2023-09-18 16:53:51

by Robin Murphy

[permalink] [raw]
Subject: Re: [PATCH v2 1/2] iommu/virtio: Make use of ops->iotlb_sync_map

On 2023-09-18 12:51, Niklas Schnelle wrote:
> Pull out the sync operation from viommu_map_pages() by implementing
> ops->iotlb_sync_map. This allows the common IOMMU code to map multiple
> elements of an sg with a single sync (see iommu_map_sg()). Furthermore,
> it is also a requirement for IOMMU_CAP_DEFERRED_FLUSH.

Is it really a requirement? Deferred flush only deals with unmapping. Or
are you just trying to say that it's not too worthwhile to try doing
more for unmapping performance while obvious mapping performance is
still left on the table?

EXERCISE -> Write out the mailing-list reply above from "2023-09-18 16:53:51" up to and including "requirement for IOMMU_CAP_DEFERRED_FLUSH.", switching "Pull out" to "Extract".

Location annotation dataset excerpts
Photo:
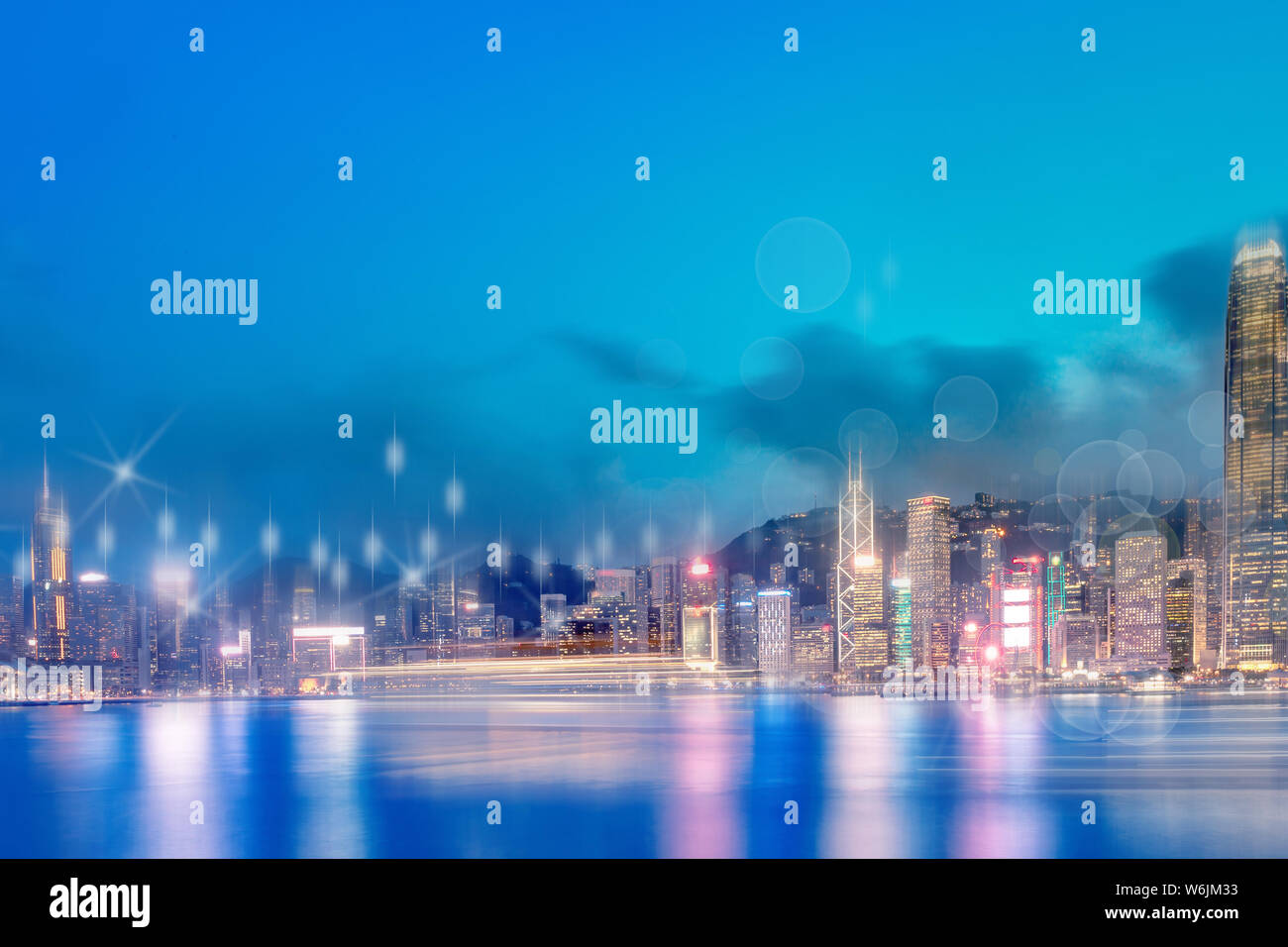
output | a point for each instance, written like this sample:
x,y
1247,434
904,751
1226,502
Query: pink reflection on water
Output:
x,y
699,812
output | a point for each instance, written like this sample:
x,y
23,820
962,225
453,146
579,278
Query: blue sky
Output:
x,y
518,169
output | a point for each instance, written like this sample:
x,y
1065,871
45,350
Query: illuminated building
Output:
x,y
477,621
1055,609
13,634
743,625
614,583
174,663
1081,641
665,595
108,615
51,579
901,607
1186,612
700,634
812,651
930,532
774,631
304,600
554,613
861,647
1140,566
629,621
1256,486
325,652
1022,629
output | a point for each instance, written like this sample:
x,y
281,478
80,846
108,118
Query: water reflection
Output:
x,y
677,776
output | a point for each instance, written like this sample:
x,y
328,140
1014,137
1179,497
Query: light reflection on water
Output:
x,y
678,776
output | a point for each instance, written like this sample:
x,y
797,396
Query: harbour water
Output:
x,y
719,775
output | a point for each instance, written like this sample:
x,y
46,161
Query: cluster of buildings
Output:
x,y
1115,585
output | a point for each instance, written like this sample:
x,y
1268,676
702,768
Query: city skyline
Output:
x,y
652,292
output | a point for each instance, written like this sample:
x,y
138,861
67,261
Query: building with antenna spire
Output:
x,y
861,634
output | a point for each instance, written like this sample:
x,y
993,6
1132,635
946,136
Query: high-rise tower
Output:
x,y
861,637
1256,459
930,532
51,578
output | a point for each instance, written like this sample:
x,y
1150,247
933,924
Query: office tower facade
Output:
x,y
13,631
175,664
1055,607
629,621
928,558
554,615
614,583
901,620
665,595
742,590
52,590
1256,459
861,646
110,615
1186,612
774,631
1140,569
1081,641
1022,617
700,634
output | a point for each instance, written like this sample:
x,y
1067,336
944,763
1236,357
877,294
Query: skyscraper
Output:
x,y
1140,567
861,634
774,631
1186,611
700,634
1256,459
51,578
928,575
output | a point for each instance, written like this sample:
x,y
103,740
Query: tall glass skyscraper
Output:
x,y
51,578
930,531
861,647
1256,459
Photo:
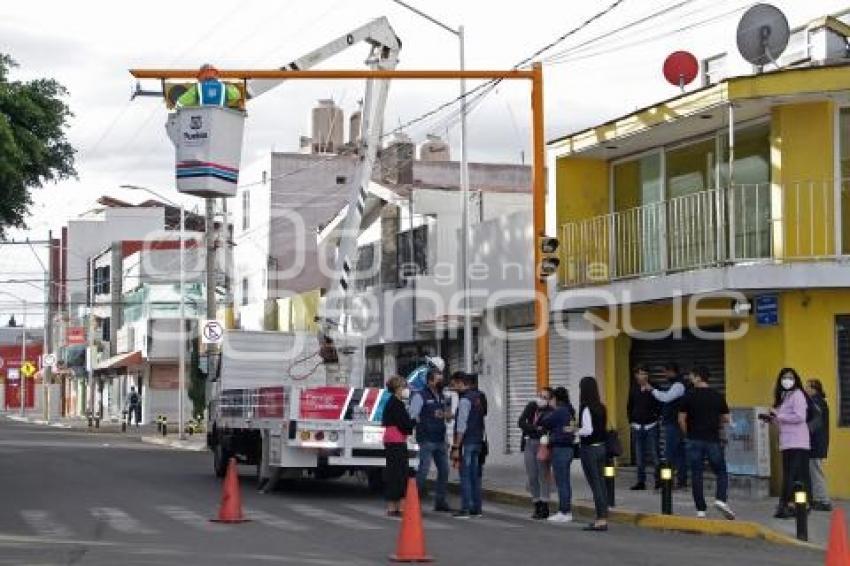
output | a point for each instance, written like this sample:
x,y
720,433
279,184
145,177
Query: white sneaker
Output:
x,y
561,518
725,510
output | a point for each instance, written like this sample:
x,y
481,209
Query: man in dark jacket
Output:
x,y
643,412
820,447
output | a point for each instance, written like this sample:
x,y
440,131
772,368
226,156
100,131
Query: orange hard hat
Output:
x,y
207,72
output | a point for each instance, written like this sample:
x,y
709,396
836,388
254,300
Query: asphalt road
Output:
x,y
104,499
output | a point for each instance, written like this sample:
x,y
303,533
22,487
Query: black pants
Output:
x,y
396,471
795,468
593,464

TASK RESULT ->
2023-09-18 16:53:51

by Robin Murphy

[permalink] [raw]
Subject: Re: [PATCH v2 1/2] iommu/virtio: Make use of ops->iotlb_sync_map

On 2023-09-18 12:51, Niklas Schnelle wrote:
> Extract the sync operation from viommu_map_pages() by implementing
> ops->iotlb_sync_map. This allows the common IOMMU code to map multiple
> elements of an sg with a single sync (see iommu_map_sg()). Furthermore,
> it is also a requirement for IOMMU_CAP_DEFERRED_FLUSH.